Source records

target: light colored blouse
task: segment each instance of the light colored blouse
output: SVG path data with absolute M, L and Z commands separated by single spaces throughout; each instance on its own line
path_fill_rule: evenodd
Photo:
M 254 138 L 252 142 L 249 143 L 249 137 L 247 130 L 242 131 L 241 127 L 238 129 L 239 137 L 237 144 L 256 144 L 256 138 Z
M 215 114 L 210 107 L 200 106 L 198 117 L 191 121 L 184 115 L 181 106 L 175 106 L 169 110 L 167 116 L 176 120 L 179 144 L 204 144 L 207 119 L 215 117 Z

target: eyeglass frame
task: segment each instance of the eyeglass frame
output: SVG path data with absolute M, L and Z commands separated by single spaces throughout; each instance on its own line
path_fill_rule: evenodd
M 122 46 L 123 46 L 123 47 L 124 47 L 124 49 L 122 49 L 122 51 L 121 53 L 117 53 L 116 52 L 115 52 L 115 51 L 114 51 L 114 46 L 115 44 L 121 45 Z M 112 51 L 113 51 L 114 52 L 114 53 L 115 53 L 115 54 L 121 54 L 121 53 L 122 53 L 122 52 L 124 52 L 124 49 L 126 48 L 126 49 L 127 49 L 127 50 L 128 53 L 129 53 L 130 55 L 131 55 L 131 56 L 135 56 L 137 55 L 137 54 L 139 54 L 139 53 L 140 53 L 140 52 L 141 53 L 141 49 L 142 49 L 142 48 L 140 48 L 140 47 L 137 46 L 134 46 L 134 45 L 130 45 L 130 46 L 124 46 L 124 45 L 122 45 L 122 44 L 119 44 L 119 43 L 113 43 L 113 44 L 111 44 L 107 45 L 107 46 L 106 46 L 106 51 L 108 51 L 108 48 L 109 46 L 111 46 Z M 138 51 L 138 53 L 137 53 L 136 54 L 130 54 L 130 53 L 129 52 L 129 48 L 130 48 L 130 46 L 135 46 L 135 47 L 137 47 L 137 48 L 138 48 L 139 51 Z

* **WHAT TO WORK ON**
Extract every line of the source records above and reproduce each one without any change.

* **THE OUTPUT**
target: light colored blouse
task: segment each instance of the light colored blouse
output: SVG path data with absolute M, L and Z commands separated by single spaces throughout; each instance on its own line
path_fill_rule: evenodd
Photo:
M 254 138 L 252 142 L 249 143 L 249 137 L 247 130 L 242 131 L 241 127 L 238 129 L 239 137 L 237 144 L 256 144 L 256 138 Z
M 215 114 L 210 107 L 200 106 L 198 117 L 191 121 L 184 115 L 181 106 L 175 106 L 169 110 L 167 116 L 176 120 L 179 144 L 204 144 L 207 119 L 215 117 Z

target: eyeglass frame
task: segment each instance of the eyeglass frame
output: SVG path data with absolute M, L and Z commands separated by single spaces throughout; each instance on its own line
path_fill_rule: evenodd
M 122 46 L 123 46 L 123 47 L 124 47 L 124 49 L 122 49 L 122 51 L 121 53 L 117 53 L 116 52 L 115 52 L 115 51 L 114 51 L 114 46 L 115 44 L 121 45 Z M 112 51 L 113 51 L 114 52 L 114 53 L 115 53 L 115 54 L 121 54 L 121 53 L 122 53 L 122 52 L 124 52 L 124 49 L 126 48 L 126 49 L 127 49 L 127 50 L 128 53 L 129 53 L 130 55 L 131 55 L 131 56 L 135 56 L 137 55 L 137 54 L 139 54 L 139 53 L 140 53 L 140 52 L 141 53 L 141 49 L 142 49 L 142 48 L 140 48 L 140 47 L 137 46 L 134 46 L 134 45 L 130 45 L 130 46 L 124 46 L 124 45 L 122 45 L 122 44 L 119 44 L 119 43 L 113 43 L 113 44 L 111 44 L 107 45 L 107 46 L 106 46 L 106 51 L 108 51 L 108 48 L 109 46 L 111 46 Z M 138 51 L 138 53 L 137 53 L 136 54 L 130 54 L 130 53 L 129 52 L 129 48 L 130 48 L 130 46 L 135 46 L 135 47 L 137 47 L 137 48 L 138 48 L 139 51 Z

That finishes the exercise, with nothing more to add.